Begin at the top of the listing below. Write each line out exactly, ending with the line that holds "positive clicks: (392, 634)".

> _Data section_
▼

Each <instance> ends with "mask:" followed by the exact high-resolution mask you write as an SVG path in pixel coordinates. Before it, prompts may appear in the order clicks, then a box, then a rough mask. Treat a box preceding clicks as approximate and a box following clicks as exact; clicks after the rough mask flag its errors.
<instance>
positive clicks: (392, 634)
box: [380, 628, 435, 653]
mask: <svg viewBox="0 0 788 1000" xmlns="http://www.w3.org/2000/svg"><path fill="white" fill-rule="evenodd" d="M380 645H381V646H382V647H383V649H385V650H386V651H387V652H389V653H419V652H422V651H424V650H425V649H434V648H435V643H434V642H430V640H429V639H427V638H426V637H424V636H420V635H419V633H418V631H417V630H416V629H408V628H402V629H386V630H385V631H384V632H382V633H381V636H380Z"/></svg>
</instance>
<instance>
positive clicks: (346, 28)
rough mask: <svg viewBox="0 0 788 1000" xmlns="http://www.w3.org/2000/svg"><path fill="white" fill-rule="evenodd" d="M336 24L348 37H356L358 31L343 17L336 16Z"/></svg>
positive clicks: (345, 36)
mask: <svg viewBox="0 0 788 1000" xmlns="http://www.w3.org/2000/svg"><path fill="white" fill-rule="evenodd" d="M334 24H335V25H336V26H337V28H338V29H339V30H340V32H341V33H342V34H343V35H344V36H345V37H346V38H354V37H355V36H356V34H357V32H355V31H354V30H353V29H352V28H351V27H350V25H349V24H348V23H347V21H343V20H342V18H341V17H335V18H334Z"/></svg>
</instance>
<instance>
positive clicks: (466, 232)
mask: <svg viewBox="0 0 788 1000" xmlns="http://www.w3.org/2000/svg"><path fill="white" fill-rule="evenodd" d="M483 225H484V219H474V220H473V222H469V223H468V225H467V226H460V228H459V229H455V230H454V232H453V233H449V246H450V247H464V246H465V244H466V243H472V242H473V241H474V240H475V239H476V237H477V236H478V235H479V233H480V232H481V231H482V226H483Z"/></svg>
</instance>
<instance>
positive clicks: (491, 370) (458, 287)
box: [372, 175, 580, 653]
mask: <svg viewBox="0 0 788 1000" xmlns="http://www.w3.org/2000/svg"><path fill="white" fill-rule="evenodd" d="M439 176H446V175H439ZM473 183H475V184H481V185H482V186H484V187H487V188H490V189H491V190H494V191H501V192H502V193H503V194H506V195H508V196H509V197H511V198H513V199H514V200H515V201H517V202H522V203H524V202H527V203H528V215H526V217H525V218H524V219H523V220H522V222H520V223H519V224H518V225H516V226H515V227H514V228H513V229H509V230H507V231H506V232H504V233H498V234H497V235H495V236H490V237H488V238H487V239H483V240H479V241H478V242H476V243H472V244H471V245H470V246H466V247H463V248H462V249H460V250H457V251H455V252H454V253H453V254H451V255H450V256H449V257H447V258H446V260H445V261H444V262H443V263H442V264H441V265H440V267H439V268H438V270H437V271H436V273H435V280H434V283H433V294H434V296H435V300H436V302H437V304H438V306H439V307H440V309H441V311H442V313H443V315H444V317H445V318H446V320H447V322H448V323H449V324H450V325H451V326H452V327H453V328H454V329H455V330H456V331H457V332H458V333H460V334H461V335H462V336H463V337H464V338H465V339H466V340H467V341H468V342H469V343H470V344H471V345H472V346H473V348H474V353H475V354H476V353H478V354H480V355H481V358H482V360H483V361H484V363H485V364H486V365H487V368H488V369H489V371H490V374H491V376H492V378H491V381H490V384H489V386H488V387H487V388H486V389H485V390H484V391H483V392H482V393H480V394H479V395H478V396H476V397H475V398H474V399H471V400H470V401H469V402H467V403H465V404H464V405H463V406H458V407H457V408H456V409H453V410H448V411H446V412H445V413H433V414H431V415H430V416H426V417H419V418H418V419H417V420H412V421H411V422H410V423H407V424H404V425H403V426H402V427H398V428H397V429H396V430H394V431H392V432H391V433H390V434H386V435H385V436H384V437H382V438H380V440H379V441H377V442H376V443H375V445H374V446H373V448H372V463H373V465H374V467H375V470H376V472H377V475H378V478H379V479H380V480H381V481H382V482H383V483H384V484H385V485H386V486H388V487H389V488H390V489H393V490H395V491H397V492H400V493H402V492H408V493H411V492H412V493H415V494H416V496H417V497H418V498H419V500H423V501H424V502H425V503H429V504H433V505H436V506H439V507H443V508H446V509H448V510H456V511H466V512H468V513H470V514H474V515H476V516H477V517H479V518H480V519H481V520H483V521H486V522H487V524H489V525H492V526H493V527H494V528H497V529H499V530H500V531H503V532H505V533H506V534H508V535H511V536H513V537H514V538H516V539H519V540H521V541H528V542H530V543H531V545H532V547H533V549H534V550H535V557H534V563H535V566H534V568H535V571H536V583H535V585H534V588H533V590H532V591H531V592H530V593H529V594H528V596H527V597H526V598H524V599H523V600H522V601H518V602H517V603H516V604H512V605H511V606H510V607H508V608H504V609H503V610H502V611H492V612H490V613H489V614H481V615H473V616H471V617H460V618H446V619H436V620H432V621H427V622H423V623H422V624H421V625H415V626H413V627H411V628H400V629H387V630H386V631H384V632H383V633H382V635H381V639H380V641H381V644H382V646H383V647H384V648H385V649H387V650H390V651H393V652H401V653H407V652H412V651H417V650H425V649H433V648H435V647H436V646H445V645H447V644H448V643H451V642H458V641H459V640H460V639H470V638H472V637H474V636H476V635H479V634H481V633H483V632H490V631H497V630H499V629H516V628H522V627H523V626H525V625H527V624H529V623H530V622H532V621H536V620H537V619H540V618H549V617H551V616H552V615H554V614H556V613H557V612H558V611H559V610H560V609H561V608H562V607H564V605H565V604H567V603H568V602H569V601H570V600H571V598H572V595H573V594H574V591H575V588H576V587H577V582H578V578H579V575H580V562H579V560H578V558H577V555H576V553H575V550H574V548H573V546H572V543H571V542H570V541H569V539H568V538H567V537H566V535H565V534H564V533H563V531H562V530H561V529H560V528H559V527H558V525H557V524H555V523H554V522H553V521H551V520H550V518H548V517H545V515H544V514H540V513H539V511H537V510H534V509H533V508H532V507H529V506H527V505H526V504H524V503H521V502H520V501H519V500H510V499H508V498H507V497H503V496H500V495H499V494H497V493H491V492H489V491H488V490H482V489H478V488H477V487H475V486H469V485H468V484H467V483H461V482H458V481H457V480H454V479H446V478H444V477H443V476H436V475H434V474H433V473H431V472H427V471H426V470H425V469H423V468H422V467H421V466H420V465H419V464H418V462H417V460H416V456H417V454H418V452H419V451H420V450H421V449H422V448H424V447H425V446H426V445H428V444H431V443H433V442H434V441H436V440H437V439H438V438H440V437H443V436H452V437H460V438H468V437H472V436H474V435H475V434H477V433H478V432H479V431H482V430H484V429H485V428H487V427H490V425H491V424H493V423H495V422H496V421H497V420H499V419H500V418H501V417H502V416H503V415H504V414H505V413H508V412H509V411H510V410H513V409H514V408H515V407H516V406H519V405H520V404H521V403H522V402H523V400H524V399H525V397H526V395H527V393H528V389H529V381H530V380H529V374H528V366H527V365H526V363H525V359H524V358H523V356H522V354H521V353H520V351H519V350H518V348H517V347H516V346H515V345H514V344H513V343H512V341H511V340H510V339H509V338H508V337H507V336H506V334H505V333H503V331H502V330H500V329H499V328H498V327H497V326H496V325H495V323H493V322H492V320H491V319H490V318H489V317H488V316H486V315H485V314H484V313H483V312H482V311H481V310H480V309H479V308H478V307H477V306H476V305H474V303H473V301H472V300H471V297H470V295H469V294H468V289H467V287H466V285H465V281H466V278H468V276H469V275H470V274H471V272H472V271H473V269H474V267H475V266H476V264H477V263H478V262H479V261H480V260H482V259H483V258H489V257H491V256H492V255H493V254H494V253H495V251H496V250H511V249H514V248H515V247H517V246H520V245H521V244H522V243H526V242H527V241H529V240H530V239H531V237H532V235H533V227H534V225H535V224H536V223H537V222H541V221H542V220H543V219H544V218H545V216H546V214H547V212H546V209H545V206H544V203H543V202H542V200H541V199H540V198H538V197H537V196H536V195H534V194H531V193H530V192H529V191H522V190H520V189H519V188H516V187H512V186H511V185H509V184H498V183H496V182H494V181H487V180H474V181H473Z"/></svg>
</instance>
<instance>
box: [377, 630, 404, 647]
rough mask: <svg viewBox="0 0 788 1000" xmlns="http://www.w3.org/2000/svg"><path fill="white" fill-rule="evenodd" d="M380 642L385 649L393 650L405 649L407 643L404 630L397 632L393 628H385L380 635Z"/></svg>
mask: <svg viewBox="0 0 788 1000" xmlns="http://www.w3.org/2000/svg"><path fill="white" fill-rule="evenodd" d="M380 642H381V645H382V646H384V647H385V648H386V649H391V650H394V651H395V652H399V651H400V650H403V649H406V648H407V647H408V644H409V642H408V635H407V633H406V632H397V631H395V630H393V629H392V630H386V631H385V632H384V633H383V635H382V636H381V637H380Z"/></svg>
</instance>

▲

> _Exercise result_
Each <instance> ends with "mask:" followed by the exact high-resolution mask you write as an SVG path in pixel coordinates. Before it, prompts may appear in the order clicks, then a box, then a rough mask. Treat a box preceding clicks as approximate and a box following clicks as exact; clicks after the rough mask flag its errors.
<instance>
positive clicks: (392, 634)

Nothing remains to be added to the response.